**Directive:** Give again, word for word, only the lines from the one containing "Target: small stone" through the final line.

**Data entries:**
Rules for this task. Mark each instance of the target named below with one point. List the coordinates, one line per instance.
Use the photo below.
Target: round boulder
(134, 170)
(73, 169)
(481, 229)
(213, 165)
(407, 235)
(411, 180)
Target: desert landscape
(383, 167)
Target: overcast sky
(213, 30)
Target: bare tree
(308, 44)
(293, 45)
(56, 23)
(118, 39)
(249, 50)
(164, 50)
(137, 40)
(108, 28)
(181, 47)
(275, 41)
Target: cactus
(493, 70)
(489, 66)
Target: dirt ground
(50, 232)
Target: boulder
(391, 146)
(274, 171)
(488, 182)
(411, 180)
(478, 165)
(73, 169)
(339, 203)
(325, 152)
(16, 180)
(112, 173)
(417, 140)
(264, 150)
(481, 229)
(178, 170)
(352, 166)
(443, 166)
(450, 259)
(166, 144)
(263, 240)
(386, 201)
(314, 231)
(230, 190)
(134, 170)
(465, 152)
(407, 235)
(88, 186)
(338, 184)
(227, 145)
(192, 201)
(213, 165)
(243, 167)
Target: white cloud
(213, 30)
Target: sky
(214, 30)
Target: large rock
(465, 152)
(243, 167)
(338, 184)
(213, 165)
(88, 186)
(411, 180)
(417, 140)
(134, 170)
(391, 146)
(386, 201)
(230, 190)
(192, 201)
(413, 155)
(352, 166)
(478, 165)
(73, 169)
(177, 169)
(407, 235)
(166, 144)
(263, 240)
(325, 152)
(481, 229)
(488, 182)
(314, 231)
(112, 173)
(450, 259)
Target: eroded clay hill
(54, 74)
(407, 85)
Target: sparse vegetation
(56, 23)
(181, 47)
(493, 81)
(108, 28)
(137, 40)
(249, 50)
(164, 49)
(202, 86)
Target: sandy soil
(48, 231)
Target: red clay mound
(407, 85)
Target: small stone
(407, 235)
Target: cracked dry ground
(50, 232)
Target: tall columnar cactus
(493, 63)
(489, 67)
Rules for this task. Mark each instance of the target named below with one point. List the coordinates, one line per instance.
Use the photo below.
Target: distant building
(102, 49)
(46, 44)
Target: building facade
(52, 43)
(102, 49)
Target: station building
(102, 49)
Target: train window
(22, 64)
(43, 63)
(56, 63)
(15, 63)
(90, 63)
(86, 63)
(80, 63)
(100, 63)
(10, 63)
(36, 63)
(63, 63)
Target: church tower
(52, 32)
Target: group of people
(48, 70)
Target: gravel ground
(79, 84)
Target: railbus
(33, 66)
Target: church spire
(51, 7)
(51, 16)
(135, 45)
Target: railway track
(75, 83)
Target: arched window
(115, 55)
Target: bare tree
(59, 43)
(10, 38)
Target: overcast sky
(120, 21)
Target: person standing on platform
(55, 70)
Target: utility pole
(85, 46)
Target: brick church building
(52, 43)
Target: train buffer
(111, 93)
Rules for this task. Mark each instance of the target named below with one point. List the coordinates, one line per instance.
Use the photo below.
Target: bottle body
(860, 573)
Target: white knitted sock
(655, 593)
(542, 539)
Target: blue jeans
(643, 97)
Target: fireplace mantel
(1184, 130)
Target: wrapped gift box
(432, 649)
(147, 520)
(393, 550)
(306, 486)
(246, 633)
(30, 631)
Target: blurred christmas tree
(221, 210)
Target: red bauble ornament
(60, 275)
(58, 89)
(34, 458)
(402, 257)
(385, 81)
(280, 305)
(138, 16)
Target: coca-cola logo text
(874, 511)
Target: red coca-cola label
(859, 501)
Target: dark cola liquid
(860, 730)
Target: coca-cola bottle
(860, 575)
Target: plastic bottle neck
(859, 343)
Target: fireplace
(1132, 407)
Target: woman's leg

**Exercise output:**
Target: small stone
(407, 235)
Target: cracked dry ground
(50, 232)
Target: tall columnar cactus
(493, 63)
(489, 67)
Rules for this task. Mark each instance of the target named below with one point. List the coordinates, one line per instance.
Use the photo below.
Target: distant building
(102, 49)
(46, 44)
Target: building facade
(52, 43)
(102, 49)
Target: station building
(102, 49)
Target: train window
(22, 64)
(43, 63)
(56, 63)
(15, 63)
(90, 63)
(86, 63)
(80, 63)
(100, 63)
(10, 63)
(36, 63)
(63, 63)
Target: church tower
(52, 32)
Target: group of people
(48, 70)
Target: gravel ground
(79, 84)
Target: railbus
(33, 66)
Target: church spire
(51, 7)
(51, 16)
(135, 45)
Target: railway track
(75, 83)
Target: arched window
(115, 55)
Target: bare tree
(59, 43)
(10, 38)
Target: overcast sky
(120, 21)
Target: person standing on platform
(55, 70)
Target: utility pole
(85, 46)
Target: brick church building
(52, 43)
Target: train buffer
(111, 93)
Rules for this task. Mark each instance of the target named below with one point. List the coordinates, one line per instance.
Use the photo below.
Target: bottle body
(860, 573)
Target: white knitted sock
(655, 593)
(542, 539)
Target: blue jeans
(643, 97)
Target: fireplace mantel
(1184, 130)
Target: wrapped gift box
(432, 649)
(147, 520)
(393, 550)
(306, 486)
(246, 633)
(30, 631)
Target: blurred christmas tree
(221, 210)
Target: red bauble ornament
(60, 275)
(58, 89)
(34, 458)
(402, 257)
(385, 81)
(280, 305)
(138, 16)
Target: coca-cola logo text
(874, 511)
Target: red coca-cola label
(859, 501)
Target: dark cola liquid
(860, 730)
Target: coca-cola bottle
(860, 575)
Target: plastic bottle neck
(859, 343)
Target: fireplace
(1132, 407)
Target: woman's leg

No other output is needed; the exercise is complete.